(PASSAGE PROVIDED)

"The real question is why won't Labour match the Conservatives' pledge for year on year real-terms increases in NHS spending over the next Parliament"
David Cameron would have been well advised not to respond to Prescott, who holds no position and is just living up to his nickname of The Mouth of the Humber. But let's ignore Prescott and look at the substance of what Cameron said. I understand the politics of it, but is it really consistent on the one hand to make speeches about how serious our debt crisis is, and then on the other hand tell everyone how NHS spending is ringfenced, and not only that, it will be increased year on year regardless of economic circumstances.?
I do not advocate cuts in frontline services, but neither can I advocate increased spending in a government department which has already been stuffed with money over the last twelve years and failed to achieve the commensurate improvement in service levels.
David Cameron takes a different stance. In his speech today in Bolton he said...
The debt crisis means we need a new approach to public spending, to make sure we get more for less. But in the NHS, even that won’t do. The pressures on healthcare spending – from an ageing population, from medical advances, and from rising expectations – are simply too great... Spending on the NHS cannot stand still, because standing still would be taking a step backwards. That is why we have pledged real-terms increases in NHS spending - unlike Labour – a fact which, to put it mildly, takes the wind out of their point-scoring sails."So far, so logical. But people understand the need for the government to rein in its horns in times of economic crisis. They understand a party that is honest with people and explains where cuts are going to have to call. What they find more difficult is to trust a party which then says it will increase spending in an area of policy which in the past has been politically toxic for them. To say that the NHS oil tanker of spending cannot be turned around is to give up. It won't be quick and it won't be easy, but it can be done.

(End PASSAGE PROVIDED)
(RECORDS PROVIDED)

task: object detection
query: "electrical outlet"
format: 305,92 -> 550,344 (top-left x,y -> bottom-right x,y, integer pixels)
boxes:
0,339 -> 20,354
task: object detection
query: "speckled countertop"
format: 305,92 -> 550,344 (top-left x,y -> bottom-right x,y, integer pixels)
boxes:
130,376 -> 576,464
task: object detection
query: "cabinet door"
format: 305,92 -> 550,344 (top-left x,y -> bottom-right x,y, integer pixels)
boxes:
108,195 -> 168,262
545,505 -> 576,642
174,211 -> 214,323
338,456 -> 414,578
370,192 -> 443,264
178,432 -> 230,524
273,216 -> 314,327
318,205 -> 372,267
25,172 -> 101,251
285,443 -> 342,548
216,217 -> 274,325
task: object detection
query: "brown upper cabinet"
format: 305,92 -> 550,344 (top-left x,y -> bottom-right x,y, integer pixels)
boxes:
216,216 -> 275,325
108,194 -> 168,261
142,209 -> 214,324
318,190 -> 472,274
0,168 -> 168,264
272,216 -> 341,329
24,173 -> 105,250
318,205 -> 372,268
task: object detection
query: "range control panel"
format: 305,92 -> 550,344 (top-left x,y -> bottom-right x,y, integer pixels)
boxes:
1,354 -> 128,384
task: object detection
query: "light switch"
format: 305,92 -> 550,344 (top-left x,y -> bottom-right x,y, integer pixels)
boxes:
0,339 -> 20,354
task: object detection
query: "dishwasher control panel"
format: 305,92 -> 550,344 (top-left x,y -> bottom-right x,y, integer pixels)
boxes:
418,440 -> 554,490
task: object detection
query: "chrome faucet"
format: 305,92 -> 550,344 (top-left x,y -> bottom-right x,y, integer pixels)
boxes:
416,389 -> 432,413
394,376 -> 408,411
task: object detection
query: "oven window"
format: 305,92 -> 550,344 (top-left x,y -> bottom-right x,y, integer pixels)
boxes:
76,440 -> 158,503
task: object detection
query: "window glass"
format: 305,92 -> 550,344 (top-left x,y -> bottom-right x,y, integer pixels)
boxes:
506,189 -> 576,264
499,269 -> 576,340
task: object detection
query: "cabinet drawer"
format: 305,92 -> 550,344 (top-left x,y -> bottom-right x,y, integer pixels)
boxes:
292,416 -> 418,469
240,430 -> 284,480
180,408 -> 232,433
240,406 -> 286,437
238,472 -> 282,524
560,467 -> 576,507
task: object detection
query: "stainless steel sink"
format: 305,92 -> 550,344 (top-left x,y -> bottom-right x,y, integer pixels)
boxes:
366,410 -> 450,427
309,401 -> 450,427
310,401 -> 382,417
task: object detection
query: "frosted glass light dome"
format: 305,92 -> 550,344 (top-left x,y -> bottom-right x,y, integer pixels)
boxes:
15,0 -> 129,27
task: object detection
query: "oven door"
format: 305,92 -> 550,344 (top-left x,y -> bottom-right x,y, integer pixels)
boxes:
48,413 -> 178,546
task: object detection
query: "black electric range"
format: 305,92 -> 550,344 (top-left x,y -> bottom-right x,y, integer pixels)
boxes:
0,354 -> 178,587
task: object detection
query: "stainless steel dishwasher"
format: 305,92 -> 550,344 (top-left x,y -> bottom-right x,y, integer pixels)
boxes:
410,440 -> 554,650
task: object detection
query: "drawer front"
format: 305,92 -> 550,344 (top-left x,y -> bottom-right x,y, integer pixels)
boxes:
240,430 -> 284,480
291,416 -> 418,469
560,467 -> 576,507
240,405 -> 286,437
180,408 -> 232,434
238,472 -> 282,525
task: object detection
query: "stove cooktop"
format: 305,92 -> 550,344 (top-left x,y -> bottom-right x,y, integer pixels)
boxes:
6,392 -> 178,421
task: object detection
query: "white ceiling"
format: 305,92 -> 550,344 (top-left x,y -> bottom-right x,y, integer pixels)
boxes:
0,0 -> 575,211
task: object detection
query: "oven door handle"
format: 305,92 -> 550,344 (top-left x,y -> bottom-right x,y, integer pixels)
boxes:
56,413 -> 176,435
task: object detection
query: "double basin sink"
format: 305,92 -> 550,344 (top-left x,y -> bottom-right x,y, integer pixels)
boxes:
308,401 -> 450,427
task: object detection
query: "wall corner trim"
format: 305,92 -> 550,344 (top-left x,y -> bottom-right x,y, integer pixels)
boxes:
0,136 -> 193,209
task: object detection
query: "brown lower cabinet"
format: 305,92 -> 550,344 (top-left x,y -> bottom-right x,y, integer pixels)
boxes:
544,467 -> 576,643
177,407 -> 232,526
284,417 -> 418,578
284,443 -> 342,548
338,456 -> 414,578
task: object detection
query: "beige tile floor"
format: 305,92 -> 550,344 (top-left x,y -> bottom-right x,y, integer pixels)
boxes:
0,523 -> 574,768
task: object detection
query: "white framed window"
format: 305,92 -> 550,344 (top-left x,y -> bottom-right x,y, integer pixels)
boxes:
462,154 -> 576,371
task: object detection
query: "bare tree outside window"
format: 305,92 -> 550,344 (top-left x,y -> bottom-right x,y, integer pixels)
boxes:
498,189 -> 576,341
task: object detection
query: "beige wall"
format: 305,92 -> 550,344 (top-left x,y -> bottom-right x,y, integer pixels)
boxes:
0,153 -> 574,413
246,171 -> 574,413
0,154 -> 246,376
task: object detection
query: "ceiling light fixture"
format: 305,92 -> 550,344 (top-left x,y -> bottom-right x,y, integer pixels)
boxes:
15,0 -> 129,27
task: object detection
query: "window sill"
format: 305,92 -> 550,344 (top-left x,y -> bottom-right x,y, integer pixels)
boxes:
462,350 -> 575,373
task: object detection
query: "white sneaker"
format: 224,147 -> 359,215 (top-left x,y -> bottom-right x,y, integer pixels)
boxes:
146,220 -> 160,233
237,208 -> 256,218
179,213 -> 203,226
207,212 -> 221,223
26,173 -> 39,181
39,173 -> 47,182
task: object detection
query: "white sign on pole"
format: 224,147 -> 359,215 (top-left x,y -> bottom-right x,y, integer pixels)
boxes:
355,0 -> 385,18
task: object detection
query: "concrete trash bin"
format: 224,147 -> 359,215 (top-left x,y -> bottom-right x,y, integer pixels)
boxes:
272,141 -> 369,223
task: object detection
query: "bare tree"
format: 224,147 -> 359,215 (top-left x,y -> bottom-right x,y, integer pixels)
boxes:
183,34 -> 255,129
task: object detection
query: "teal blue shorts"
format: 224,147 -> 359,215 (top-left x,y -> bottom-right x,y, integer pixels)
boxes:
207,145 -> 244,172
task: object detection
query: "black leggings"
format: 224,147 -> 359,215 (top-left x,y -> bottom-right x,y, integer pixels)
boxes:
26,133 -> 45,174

(End RECORDS PROVIDED)

- WHAT THIS EXERCISE ASKS
1) In the passage on NHS spending, switch "twelve years" to "12 years" and give the section starting with "David Cameron would" and going on through "in service levels.".
2) Proceed with the commentary on NHS spending from the point where it stops.
The records are not needed.

- RESULTS IN ORDER
1)
David Cameron would have been well advised not to respond to Prescott, who holds no position and is just living up to his nickname of The Mouth of the Humber. But let's ignore Prescott and look at the substance of what Cameron said. I understand the politics of it, but is it really consistent on the one hand to make speeches about how serious our debt crisis is, and then on the other hand tell everyone how NHS spending is ringfenced, and not only that, it will be increased year on year regardless of economic circumstances.?
I do not advocate cuts in frontline services, but neither can I advocate increased spending in a government department which has already been stuffed with money over the last 12 years and failed to achieve the commensurate improvement in service levels.

2)
We need to cut the levels of absenteeism (which is costing close on £2 billion a year) and increase productivity levels, which have dropped by nearly 5% since 1997. And no one is telling me there isn't waste and bureaucracy which can't be attacked.
If our levels of debt and borrowing are so serious that they threaten the very future of our economy, how can anyone justify ringfencing anything? Just askin'.
UPDATE: Tim Montgomerie has just blogged David Cameron's 12 reasons why NHS spending has to grow. Tim comments...
I readily agree that it is a persuasive list but it would also be possible to draw up similar lists for many other public sector budgets - budgets that have not enjoyed the growth of resources enjoyed by the NHS. My greater objection, however, is the question of affordability. Britain borrowed £8bn last month against an expected borrowing requirement of £500m. The BBC reports that the government's overall debt now stands at £801bn, or 56.8% of GDP, its highest level since at least 1974.